─── PROVIDED DATA
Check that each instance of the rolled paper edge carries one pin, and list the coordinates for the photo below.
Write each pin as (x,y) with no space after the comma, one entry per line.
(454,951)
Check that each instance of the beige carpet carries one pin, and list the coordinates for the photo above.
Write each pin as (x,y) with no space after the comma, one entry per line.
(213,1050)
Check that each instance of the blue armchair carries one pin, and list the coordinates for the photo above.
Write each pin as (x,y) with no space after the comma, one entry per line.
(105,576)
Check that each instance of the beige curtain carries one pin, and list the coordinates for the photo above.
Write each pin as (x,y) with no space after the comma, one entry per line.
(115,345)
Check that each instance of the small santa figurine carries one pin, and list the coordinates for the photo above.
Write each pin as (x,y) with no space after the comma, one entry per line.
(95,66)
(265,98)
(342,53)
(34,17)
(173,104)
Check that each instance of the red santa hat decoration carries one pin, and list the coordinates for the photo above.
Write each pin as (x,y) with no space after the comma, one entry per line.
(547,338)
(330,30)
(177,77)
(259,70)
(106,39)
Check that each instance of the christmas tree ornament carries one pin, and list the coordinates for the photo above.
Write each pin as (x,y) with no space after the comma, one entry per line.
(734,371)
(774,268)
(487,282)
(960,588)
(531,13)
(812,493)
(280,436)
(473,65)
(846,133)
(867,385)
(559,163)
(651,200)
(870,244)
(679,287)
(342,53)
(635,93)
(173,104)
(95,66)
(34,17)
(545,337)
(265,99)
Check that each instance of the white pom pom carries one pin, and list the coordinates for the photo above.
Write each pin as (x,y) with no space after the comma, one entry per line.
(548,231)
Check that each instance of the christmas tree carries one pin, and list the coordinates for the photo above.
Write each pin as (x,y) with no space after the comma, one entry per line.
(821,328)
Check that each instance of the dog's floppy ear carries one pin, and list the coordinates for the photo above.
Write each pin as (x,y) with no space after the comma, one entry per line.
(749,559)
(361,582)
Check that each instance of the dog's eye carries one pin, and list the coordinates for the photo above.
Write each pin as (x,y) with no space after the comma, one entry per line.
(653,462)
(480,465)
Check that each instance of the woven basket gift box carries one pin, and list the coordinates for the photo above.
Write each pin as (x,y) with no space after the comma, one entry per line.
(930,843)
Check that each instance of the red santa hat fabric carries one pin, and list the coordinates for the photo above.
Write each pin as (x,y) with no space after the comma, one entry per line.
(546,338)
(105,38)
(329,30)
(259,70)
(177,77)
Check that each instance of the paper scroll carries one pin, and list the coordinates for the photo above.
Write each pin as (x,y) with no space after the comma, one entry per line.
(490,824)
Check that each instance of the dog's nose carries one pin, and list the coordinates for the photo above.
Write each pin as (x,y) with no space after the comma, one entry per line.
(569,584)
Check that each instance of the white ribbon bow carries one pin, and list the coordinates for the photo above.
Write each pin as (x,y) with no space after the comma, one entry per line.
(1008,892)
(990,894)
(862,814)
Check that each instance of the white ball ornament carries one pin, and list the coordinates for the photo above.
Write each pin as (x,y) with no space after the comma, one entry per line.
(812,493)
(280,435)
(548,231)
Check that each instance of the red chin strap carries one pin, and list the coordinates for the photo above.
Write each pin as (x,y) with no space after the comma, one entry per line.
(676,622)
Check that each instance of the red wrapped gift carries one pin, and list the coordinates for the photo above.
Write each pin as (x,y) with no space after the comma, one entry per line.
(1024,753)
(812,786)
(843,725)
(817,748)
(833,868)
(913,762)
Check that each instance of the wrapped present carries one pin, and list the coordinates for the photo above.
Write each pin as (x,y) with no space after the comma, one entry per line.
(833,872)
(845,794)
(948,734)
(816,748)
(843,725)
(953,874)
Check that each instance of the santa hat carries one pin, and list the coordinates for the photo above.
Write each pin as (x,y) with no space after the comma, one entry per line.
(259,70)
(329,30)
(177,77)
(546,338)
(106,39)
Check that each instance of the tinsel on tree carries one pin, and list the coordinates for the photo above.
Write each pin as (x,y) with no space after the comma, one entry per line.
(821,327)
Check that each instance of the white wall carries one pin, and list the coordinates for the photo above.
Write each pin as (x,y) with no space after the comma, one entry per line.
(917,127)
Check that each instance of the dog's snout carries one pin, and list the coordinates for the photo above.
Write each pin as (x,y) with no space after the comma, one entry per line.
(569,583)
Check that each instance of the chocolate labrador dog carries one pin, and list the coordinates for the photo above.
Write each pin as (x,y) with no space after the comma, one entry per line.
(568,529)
──────
-- THE REQUEST --
Output the listing above as a two-column CSV with the headers text and answer, one row per item. Put the item's wording and its answer each in one quoted field, replacing line breaks with spaces.

-- THE RESULT --
text,answer
"Check that each instance of the rolled paper edge carries one pin, and list the coordinates for the photo below. Write each pin as (x,y) with no space after the comma, one entry per line.","(454,951)"
"Check that each instance of the beige carpet carries one pin, and list the coordinates for the photo above. Write each pin as (x,y) with no space after the comma, one entry per line.","(213,1050)"
"Check that each instance of the blue armchair carries one pin, and list the coordinates for the photo above. Write each pin as (x,y) with no space after the comma, one entry per line.","(105,576)"
"Check that each instance of the beige curtain carries one pin, and list the coordinates for the photo above. Write each pin as (x,y) with no space after the comma, one entry per line.","(115,345)"
"Check that each instance of the small santa figurine carries one pin, and list the coordinates for the photo above. Write each pin as (x,y) with no space after the comma, one entry per line.","(95,66) (265,98) (342,53) (34,17) (173,104)"
"Check that each instance of the red santa hat decoration carries one pin, and list the coordinates for the photo above. Write each pin as (x,y) with no space after the comma, one entry per line.","(547,338) (330,30) (177,77) (259,70) (106,39)"
"Check that each instance of the christmas tree ornament carries one pin, and list the coordinates for the photo above. Write each pin as (x,y) with no space after the comma, one entry per line.","(734,371) (774,268) (487,282) (960,588) (531,13) (812,493) (280,436) (473,65) (846,133) (867,385) (559,163) (651,200) (870,244) (679,287) (342,53) (635,93) (173,104) (95,66) (34,17) (545,337) (265,99)"
"Check that each instance of the white pom pom carries one pin, and list the coordinates for the photo above. Write each pin as (x,y) with no space after the comma, one entry per line.","(548,231)"
"Check that each instance of the christmas tree carries one pin, and list the coordinates for the photo above. Write each pin as (x,y) with no space after the comma, one entry per line.","(821,328)"
"Check that each instance of the dog's floppy ear carries one pin, and list the coordinates for the photo above. Write each pin as (x,y) with no space after the comma, one entry per line.","(749,559) (361,582)"
"Check that each instance of the dog's eye carries one pin, and list the coordinates for the photo above. Write each pin as (x,y) with no space after the comma, one entry per line.","(653,462) (480,465)"
"Check that each instance of the woven basket gift box carries one pin, and list the coordinates for the photo above. Write each pin as (x,y) with no space after the comma, one entry per line.","(930,843)"
"Check that each instance of the red santa hat fabric carries one pin, and list the coordinates for the photo above. Write each pin as (x,y) with no space after the comma, one entry per line.","(546,338) (105,38) (329,30) (259,70) (177,77)"
"Check that each instance of the paper scroll carries one pin, and list the coordinates for the photo above. Write each pin as (x,y) with no space after the comma, one entry per line.","(490,824)"
"Check that each instance of the dog's nose carries one pin, and list the coordinates for the photo above. Write each pin as (x,y) with no space after the comma, one entry per line.","(569,584)"
"Check that each instance of the white ribbon bow carries one pin, and list the coordinates for the photo above. Write each pin as (x,y) with no space after the comma, one entry per line.","(1008,892) (990,894) (862,814)"
"Check that each instance of the white ball ornament carries one pin, and list the coordinates for the photo above. Write each pin as (x,y) with no space after the comma, one entry per line.","(812,493) (280,435) (548,231)"
"Check that each instance of the red chin strap carries one pin, and list the coordinates for the photo above. Write each pin as (x,y) with no space after the comma, one entry per line.","(676,622)"
"Check that each instance of the red wrapped gift carries one pin, and list the coordinates for the photo above. Write each pin as (x,y) with no space after the comma, one entry per line.","(1024,753) (812,786) (843,725) (817,748) (833,868) (913,762)"
"Check that each instance of the wrapped present carries one pin, and list the coordinates for the photo above. Write each pin as (x,y) with no space after the comma, one entry per line.","(833,872) (845,794) (948,734) (816,748) (843,725) (953,874)"
"Check that each instance of the santa hat carries one pin, and list the coordinates for the photo above. Write each pin as (x,y) with no space after the comma, one entry per line.","(259,70) (329,30) (177,77) (546,338) (106,39)"
"Check that each instance of the tinsel on tree carries one pin, and list the coordinates for the photo above. Write each pin as (x,y) with no space after the comma, one entry per line.","(821,327)"
"Check that each instance of the white wall carries one pin, and list the coordinates for the photo above. Write each pin as (x,y) with no space after the comma, one entry per line.","(917,127)"
"Check that each instance of the dog's snout carries one pin, and list the coordinates for the photo above. Write each pin as (x,y) with no space after the comma, one entry per line.","(569,583)"
"Check that each instance of the chocolate labrador dog carries one pin, and list the coordinates for the photo above. Write each pin as (x,y) with no space after the comma, one entry per line.","(568,529)"